→ DATA EXCERPTS
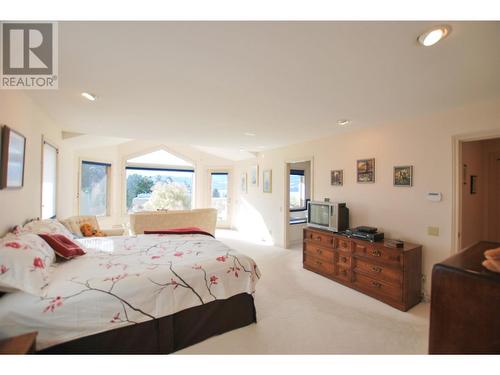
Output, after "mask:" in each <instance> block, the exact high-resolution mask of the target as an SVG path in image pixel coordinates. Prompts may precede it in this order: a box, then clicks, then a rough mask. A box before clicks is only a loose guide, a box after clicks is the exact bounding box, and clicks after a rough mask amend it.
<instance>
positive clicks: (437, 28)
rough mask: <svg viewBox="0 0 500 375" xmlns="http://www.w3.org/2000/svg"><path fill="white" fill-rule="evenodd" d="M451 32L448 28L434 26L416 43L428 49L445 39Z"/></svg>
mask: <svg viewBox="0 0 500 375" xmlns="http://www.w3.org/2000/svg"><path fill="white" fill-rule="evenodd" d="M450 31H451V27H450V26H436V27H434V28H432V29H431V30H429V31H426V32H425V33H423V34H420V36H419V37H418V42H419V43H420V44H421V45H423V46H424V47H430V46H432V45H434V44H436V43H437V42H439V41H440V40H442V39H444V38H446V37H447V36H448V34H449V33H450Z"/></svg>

---

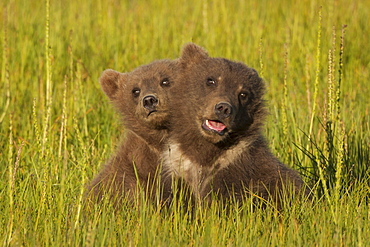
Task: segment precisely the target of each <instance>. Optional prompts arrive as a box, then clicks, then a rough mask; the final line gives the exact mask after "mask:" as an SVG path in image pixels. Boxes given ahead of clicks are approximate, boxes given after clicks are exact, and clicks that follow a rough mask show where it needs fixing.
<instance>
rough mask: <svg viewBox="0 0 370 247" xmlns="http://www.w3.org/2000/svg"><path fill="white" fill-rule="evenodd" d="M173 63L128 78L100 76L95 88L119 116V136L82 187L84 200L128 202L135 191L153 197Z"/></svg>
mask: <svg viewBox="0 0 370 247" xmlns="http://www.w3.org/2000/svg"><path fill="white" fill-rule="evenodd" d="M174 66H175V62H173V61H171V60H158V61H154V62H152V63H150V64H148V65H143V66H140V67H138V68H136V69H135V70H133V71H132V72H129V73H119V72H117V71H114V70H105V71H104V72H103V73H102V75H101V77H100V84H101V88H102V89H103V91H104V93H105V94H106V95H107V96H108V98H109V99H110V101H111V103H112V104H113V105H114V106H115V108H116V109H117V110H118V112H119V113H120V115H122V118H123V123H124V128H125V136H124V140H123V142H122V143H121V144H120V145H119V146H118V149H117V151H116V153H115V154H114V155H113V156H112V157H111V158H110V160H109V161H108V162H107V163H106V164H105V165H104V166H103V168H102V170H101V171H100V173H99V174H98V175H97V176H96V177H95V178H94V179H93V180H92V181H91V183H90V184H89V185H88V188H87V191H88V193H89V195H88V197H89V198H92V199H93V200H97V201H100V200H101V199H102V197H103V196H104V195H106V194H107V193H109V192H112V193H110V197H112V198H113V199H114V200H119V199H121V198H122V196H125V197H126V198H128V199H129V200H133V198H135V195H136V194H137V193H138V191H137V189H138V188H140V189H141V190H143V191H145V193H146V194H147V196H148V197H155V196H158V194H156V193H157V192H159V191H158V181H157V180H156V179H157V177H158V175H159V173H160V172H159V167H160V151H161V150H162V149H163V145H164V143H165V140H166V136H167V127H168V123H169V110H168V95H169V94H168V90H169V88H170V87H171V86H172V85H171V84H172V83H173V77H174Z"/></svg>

...

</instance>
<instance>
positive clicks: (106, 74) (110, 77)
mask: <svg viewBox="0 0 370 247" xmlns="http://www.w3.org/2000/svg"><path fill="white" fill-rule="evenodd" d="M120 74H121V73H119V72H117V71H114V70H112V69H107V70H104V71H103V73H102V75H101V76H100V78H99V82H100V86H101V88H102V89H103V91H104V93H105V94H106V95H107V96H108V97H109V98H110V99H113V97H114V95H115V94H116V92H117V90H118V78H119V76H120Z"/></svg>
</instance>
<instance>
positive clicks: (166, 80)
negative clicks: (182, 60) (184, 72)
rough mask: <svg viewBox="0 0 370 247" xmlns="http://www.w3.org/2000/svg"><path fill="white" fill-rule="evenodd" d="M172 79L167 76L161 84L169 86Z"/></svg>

→ WHAT TO WORK ON
In the records above, find the line with "positive clicks: (166, 80)"; write out exactly that line and each one after it, stopping after the line with "79L167 76L161 84L169".

→ SOLUTION FOR THIS TASK
positive clicks: (166, 80)
negative clicks: (182, 60) (184, 72)
rough mask: <svg viewBox="0 0 370 247" xmlns="http://www.w3.org/2000/svg"><path fill="white" fill-rule="evenodd" d="M172 79L167 76L161 84L169 86Z"/></svg>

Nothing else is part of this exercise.